What is needed
Format the material from the line containing "Annotation task — pin every instance of the woman's blonde" through the final line, both included, as a Markdown table with the columns No. and Line. Leave out any blank lines.

[Items in a dataset]
·····
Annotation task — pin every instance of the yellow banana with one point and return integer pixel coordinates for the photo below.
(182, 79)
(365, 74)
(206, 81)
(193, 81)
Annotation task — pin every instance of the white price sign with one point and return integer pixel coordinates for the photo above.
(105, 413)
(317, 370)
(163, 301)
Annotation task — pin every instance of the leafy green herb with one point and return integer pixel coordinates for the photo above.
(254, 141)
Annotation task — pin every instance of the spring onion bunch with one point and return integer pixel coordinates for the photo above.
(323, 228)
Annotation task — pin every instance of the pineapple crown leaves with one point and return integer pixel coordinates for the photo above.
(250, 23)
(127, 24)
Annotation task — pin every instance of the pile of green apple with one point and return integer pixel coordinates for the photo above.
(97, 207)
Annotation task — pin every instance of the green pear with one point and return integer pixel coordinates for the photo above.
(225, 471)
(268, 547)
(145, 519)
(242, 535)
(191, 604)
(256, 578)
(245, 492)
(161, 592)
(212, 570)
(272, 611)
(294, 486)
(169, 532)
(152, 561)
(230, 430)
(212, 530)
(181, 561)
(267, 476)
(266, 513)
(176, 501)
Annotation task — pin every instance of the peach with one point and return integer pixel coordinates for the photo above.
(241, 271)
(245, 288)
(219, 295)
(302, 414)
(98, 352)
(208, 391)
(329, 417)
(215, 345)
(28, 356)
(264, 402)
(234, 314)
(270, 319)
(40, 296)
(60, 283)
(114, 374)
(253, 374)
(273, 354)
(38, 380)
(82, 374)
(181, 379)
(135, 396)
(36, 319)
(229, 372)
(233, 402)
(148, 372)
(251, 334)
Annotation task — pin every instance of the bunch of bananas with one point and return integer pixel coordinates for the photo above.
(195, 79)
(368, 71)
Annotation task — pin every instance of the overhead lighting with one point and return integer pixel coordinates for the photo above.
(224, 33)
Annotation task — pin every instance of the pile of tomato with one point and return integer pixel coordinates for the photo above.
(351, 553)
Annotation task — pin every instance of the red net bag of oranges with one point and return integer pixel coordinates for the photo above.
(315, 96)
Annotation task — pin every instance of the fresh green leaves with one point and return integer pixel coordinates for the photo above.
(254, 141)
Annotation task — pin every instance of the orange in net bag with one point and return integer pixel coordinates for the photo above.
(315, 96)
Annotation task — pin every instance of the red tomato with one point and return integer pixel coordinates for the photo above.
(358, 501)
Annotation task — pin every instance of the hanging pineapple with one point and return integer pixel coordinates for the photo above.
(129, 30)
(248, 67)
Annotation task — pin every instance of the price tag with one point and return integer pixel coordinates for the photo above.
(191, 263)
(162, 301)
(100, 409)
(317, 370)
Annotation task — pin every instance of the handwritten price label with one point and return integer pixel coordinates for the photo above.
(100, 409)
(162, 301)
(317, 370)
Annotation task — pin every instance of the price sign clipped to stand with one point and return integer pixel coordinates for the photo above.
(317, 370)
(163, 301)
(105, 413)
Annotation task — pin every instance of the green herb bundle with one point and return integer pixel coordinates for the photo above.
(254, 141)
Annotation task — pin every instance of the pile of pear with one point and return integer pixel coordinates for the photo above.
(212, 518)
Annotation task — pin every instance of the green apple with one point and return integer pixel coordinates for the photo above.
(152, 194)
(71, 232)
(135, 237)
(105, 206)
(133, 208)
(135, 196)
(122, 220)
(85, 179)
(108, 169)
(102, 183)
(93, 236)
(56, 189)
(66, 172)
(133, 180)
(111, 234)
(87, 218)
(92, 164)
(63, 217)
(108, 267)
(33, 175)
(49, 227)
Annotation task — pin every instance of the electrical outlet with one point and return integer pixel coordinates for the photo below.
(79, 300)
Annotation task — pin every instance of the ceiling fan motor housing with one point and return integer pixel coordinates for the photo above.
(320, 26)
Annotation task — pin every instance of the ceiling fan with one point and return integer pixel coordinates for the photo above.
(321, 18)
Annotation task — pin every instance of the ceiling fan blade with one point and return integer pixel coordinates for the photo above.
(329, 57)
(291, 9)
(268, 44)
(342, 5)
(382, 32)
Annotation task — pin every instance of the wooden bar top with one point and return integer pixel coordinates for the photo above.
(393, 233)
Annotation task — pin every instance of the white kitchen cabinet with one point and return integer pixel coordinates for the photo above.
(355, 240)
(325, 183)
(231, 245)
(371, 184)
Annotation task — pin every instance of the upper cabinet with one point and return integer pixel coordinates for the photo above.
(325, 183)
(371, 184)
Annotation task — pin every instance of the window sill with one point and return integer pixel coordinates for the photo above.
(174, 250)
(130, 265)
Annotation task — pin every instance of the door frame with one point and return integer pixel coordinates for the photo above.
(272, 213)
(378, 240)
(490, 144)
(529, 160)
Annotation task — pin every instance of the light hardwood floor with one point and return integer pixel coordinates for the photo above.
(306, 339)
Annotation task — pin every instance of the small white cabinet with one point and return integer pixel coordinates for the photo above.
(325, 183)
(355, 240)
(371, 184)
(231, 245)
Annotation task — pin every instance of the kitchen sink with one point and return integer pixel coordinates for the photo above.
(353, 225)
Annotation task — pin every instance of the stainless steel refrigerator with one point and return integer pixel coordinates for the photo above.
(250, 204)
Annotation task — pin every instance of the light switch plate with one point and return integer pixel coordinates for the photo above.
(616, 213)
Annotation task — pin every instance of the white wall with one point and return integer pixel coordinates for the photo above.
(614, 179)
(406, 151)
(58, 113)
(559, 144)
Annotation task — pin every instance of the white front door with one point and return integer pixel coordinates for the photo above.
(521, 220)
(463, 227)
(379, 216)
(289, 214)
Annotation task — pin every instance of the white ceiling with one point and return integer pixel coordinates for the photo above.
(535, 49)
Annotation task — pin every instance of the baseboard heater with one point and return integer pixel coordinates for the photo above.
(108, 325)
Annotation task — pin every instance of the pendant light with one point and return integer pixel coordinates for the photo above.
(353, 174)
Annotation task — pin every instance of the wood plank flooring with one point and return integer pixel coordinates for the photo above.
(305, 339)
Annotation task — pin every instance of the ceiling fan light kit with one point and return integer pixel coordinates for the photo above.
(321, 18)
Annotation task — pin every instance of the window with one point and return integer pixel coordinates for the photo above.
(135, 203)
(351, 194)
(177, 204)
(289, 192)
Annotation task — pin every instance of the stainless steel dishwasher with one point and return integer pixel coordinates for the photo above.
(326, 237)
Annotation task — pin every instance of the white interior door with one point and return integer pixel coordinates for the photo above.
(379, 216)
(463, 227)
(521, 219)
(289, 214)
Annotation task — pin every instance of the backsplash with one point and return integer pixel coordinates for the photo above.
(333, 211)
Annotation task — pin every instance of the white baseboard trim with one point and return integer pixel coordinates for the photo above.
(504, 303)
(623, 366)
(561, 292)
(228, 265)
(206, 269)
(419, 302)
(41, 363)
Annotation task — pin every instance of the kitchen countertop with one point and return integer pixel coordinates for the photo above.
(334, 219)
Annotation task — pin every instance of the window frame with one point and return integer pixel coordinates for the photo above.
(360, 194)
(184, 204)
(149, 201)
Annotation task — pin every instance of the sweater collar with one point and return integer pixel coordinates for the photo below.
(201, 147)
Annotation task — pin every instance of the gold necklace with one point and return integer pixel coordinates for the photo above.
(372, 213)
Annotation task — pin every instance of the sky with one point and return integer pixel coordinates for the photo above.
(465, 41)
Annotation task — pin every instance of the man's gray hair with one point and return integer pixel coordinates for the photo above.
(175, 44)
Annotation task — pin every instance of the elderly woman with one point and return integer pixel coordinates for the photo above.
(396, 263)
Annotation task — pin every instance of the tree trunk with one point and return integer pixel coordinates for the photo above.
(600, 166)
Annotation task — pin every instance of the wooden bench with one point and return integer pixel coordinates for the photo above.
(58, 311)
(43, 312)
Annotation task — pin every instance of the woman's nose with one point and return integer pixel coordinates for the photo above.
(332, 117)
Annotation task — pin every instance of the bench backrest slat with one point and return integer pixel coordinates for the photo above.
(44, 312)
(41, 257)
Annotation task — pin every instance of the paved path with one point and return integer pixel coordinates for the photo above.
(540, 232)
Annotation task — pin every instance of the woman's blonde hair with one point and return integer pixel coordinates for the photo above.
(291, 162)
·····
Correct answer
| No. | Line |
|---|---|
| 1 | Annotation task — pin every instance of the woman's blonde hair with one point and return integer pixel coordinates for the photo above. |
| 2 | (291, 162) |